Originally appeared on the Open Eye Gallery blog, 01.07.2014
With the announcement of this year’s Environmental Photographer of the Year (EPOTY) finalists comes a collection of images that force entrants and audiences alike to consider the challenges of a growing population, climate change and limited resources. Yet although powerful and urgent, for many Western viewers these scenes depict distant problems that swiftly escape our consideration as we return to our everyday lives.
It is when these images are considered alongside the shortlisted works of the recently awarded Prix Pictet prize that we can truly begin to grasp how our own, seemingly trivial actions are affecting the world around us, transforming our landscapes, climate and even our identities. United under the theme “Consumption,” its visual array of processed meats, sex dolls and rooms overflowing with material goods leads us to consider how these wider issues affect us on a daily basis.

--- APPLY WHAT YOU READ ---
**1.** From the gallery blog post on environmental photography, return the part starting at "Originally appeared on" and ending at "our everyday lives.".
**2.** Translate this sentence from the gallery blog post on environmental photography into Spanish: "Yet although powerful and urgent, for many Western viewers these scenes depict distant problems that swiftly escape our consideration as we return to our everyday lives."
**3.** Carry on the gallery blog post on environmental photography from its last sentence.

Natural language descriptions of regions
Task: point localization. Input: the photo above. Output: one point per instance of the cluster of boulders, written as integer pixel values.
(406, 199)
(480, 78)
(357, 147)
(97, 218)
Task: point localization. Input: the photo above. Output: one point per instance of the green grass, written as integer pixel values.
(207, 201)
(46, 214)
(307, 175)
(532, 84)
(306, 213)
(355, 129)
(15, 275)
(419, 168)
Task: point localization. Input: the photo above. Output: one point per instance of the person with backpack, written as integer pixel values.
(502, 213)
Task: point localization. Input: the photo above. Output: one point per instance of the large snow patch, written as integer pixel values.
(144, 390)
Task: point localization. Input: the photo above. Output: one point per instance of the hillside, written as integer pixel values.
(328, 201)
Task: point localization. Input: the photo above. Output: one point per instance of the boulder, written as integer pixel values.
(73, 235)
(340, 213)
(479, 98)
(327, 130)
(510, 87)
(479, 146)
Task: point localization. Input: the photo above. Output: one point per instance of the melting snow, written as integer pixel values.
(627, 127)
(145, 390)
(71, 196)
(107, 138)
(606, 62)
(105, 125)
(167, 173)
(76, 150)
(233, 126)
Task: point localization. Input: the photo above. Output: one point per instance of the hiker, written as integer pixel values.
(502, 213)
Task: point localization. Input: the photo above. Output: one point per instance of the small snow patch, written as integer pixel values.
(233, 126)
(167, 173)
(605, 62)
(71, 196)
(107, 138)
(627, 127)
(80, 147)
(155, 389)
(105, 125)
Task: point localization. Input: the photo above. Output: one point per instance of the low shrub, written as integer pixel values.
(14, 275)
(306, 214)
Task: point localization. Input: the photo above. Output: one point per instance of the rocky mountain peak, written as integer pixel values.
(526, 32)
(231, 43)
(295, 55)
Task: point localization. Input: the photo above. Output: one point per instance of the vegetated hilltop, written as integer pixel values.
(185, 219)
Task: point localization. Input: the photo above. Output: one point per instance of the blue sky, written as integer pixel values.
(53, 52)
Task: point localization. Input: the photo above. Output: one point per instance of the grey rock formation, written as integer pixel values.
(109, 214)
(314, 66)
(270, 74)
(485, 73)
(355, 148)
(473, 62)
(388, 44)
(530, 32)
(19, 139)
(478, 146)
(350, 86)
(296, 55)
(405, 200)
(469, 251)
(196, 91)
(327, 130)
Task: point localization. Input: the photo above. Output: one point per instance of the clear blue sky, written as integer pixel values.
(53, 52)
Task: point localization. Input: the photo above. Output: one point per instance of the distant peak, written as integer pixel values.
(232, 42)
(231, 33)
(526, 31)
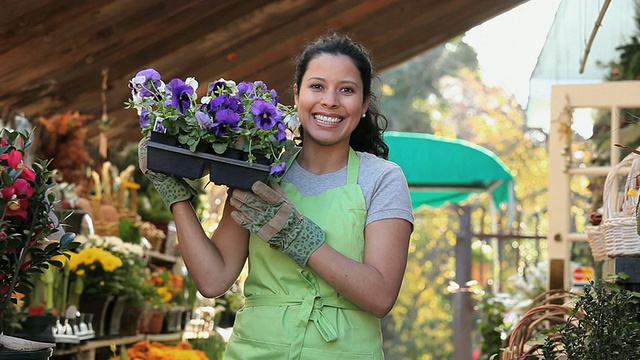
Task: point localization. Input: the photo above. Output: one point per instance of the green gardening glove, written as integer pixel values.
(268, 213)
(170, 188)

--- ANSWERS TO THE EXERCISE ---
**1.**
Originally appeared on the Open Eye Gallery blog, 01.07.2014
With the announcement of this year’s Environmental Photographer of the Year (EPOTY) finalists comes a collection of images that force entrants and audiences alike to consider the challenges of a growing population, climate change and limited resources. Yet although powerful and urgent, for many Western viewers these scenes depict distant problems that swiftly escape our consideration as we return to our everyday lives.

**2.** Sin embargo, aunque poderosas y urgentes, para muchos espectadores occidentales estas escenas muestran problemas lejanos que escapan rápidamente a nuestra consideración cuando volvemos a nuestra vida cotidiana.

**3.**
Photography has long played a significant role in the growth of a conservation ethos, particularly Carleton Watkins’s images of the Yosemite Valley. Capturing the splendour and sublimity of its vast, unspoiled landscapes, his images were used to gather popular support for the area’s preservation during the Gold Rush. It is this powerful sensation of sublimity evoked by Watkins’s images that triggered such a reaction, rather than any real concern for the health and wellbeing of its natural ecosystems.
Today, many contemporary artists seek to elicit a similar response not from the sublimity of wild nature but that of its destruction and devastation. Edward Burtynsky exposed the paradoxical nature between beauty and destruction, with his images of natural landscapes transformed by man-made industry. These, he believed, captured “the sublime landscapes of our time.” His vast, aerial landscapes are made spectacular in their scale, immensity and power, possessing an eerie beauty despite their far from attractive subject matter.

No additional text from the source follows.